* Texto de referencia *
►

Las abejas no escriben tratados
de matemáticas ni publican en revistas científicas, pero hace miles de años
resolvieron uno de los problemas más elegantes de la geometría. Sin pizarras,
sin compases, sin calculadoras, sin teoremas y sin IA. Sus colmenas son
auténticas catedrales de eficiencia: millones de celdas hexagonales, perfectas
y repetidas, construidas con la exactitud de una ingeniera y la gracia de una
artista.
El misterio no pasó desapercibido. Ya los griegos se preguntaban por qué estos insectos, de cerebro minúsculo, habían dado con un patrón que cualquier albañil envidiaría. El desafío matemático es sencillo de formular: ¿qué figura regular permite recubrir una superficie sin dejar huecos? Las candidatas son tres: el triángulo equilátero, el cuadrado y el hexágono.
Los triángulos son eficientes, sí, pero
resultan demasiado puntiagudos para una abeja cargada de néctar. Los cuadrados
llenan el espacio, pero desperdician perímetro. El hexágono, en cambio, es el
campeón indiscutible: encierra la mayor área posible con el menor gasto de
borde. Dicho de otro modo: más miel, menos cera. Y dado que la cera es cara de
producir —cada gramo exige que las abejas consuman más de ocho gramos de miel—,
la naturaleza no podía permitirse derroches.

◄

[Registros contenidos en un conjunto de datos]

►

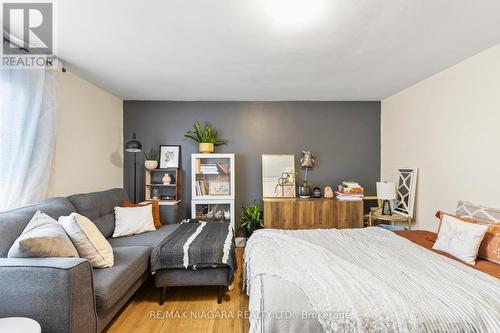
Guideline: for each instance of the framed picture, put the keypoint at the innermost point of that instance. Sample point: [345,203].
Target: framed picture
[278,175]
[169,156]
[218,187]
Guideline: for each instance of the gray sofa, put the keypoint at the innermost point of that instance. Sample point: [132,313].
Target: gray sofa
[67,294]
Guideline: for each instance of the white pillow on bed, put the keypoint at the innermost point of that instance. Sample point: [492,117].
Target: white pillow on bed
[133,220]
[460,239]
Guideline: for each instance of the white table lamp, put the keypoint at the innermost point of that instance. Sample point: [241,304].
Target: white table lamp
[386,191]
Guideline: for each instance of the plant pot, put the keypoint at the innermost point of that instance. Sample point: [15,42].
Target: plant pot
[206,148]
[151,164]
[166,179]
[304,192]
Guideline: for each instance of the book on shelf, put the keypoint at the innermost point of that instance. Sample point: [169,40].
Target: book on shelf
[223,167]
[200,188]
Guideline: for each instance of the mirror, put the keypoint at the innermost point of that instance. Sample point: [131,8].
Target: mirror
[405,196]
[278,175]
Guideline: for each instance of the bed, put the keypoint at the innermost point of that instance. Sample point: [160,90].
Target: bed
[365,280]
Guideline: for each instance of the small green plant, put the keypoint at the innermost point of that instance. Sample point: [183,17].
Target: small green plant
[151,155]
[251,218]
[204,135]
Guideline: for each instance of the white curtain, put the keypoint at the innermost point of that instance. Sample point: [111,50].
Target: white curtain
[27,135]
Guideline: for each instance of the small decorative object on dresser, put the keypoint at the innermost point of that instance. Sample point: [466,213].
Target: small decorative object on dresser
[166,179]
[328,192]
[151,161]
[305,190]
[206,137]
[169,156]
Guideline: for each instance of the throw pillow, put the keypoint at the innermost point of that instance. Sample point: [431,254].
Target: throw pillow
[154,205]
[490,246]
[88,240]
[42,237]
[133,220]
[460,239]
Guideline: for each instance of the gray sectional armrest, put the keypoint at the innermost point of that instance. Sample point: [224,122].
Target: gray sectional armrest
[56,292]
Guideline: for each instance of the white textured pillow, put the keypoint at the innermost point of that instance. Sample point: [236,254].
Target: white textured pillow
[42,237]
[133,220]
[88,240]
[460,239]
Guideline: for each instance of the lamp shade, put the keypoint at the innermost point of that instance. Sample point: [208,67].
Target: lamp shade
[133,145]
[386,191]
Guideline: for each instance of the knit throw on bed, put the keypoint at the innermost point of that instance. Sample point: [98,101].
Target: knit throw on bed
[371,280]
[196,245]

◄

* Problema 1 *
Según el texto sobre las colmenas de abejas, ¿cuántos gramos de miel deben consumir las abejas para producir cada gramo de cera?
* Problema 2 *
Resuma en dos oraciones el texto sobre las colmenas de abejas.
* Problema 3 *
Escriba la continuación del texto sobre las colmenas de abejas a partir de su última oración.

* Su respuesta 1 *
Más de ocho gramos de miel.

* Su respuesta 2 *
Las abejas construyen colmenas de celdas hexagonales y resolvieron así uno de los problemas más elegantes de la geometría: qué figura regular permite recubrir una superficie sin dejar huecos. De las tres candidatas, el hexágono encierra la mayor área con el menor gasto de borde, lo que ahorra cera, cuya producción exige consumir más de ocho gramos de miel por gramo.

* Su respuesta 3 *
Ahora bien, no basta con la
teoría: hay que poner ladrillos. O mejor dicho, cera. Las abejas cuentan con
glándulas en su abdomen que segregan minúsculas escamas de cera, tan delicadas
que parecen caspa brillante. Con las mandíbulas las recogen, las amasan y las
mezclan con saliva y propóleos. Los propóleos son unas sustancias resinosas que
las abejas recogen de las yemas y cortezas de los árboles para construir y
proteger la colmena, sellando grietas y desinfectando el interior. Las abejas
lo mezclan con sus propias secreciones, cera y polen, creando un material rico
en flavonoides, aceites esenciales y minerales que se usa tradicionalmente en
la medicina natural para aliviar resfriados, calmar la tos, tratar heridas y
estimular el sistema inmunológico.
En la colmena, a unos acogedores
35 °C, una temperatura que las obreras se encargan de mantener, la cera se
vuelve tan maleable como arcilla tibia. Al principio, las obreras no hacen
hexágonos: forman celdas circulares. Pero cuando muchas de esas circunferencias
blandas se aprietan unas contra otras, y el calor de los cuerpos de los laboriosos
insectos las reblandece, ocurre la magia física: las celdas se deforman y se
convierten en hexágonos perfectos. El panal es, en cierto modo, una escultura
colectiva moldeada por biología, física y geometría trabajando en equipo.
Es difícil no sentir un
escalofrío de admiración. Nosotros necesitamos ecuaciones, ordenadores y
demostraciones formales para justificar el hexágono. Ellas lo hacen con
instinto, paciencia y zumbidos. Y lo más curioso: lo hacen porque no tienen
otra opción. La evolución, ese ingeniero ciego, las fue puliendo hasta que solo
sobrevivieron las arquitectas más eficientes.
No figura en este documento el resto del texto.